───── Input material
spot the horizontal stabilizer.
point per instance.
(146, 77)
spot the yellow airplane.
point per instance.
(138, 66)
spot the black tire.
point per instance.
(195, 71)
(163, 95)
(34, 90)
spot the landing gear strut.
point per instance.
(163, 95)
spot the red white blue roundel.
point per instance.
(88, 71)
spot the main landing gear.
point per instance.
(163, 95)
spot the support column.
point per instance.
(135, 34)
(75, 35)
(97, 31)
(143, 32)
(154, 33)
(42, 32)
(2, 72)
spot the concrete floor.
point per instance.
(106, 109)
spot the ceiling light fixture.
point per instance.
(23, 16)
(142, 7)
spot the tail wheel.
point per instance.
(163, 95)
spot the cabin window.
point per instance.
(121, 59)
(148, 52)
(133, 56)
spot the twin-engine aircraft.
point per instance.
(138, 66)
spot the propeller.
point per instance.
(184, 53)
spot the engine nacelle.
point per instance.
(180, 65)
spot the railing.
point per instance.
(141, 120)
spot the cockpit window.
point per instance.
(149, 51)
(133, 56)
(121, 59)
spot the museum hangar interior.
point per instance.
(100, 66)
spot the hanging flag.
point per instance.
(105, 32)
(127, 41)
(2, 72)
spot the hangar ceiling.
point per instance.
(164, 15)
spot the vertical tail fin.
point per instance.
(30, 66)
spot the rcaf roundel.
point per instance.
──────────
Exercise task -
Write out every line of the items again, requests included, and add 135 to each number in the answer coordinates.

The reply -
spot the horizontal stabilizer.
point per instance.
(281, 212)
spot the yellow airplane.
point per instance.
(273, 201)
spot the black tire.
point per instance.
(330, 206)
(298, 230)
(169, 225)
spot the landing gear strut.
point per instance.
(298, 230)
spot the red white blue roundel.
point per instance.
(223, 206)
spot the main landing gear.
point per instance.
(298, 230)
spot the support column.
point per instance.
(270, 169)
(210, 170)
(232, 166)
(278, 167)
(289, 168)
(177, 167)
(137, 207)
spot the concrete floor.
point per instance.
(241, 244)
spot the ceiling light fixture.
point per instance.
(158, 151)
(277, 142)
spot the tail wheel.
point per instance.
(298, 230)
spot the cabin window.
point per instance.
(256, 194)
(283, 187)
(268, 191)
spot the twin-engine aircraft.
point per instance.
(273, 201)
spot the propeller.
point per instance.
(319, 188)
spot the engine nacelle.
point per instance.
(315, 200)
spot the railing.
point per instance.
(276, 255)
spot the cockpit window.
point per instance.
(284, 186)
(268, 191)
(256, 194)
spot the museum hangar interior.
point per instance.
(235, 201)
spot the hanging flag.
point per instance.
(240, 167)
(262, 176)
(137, 207)
spot the hangar ceiling.
point per instance.
(299, 150)
spot the vertical tail fin.
point per instance.
(165, 201)
spot the rcaf roundel.
point per instance.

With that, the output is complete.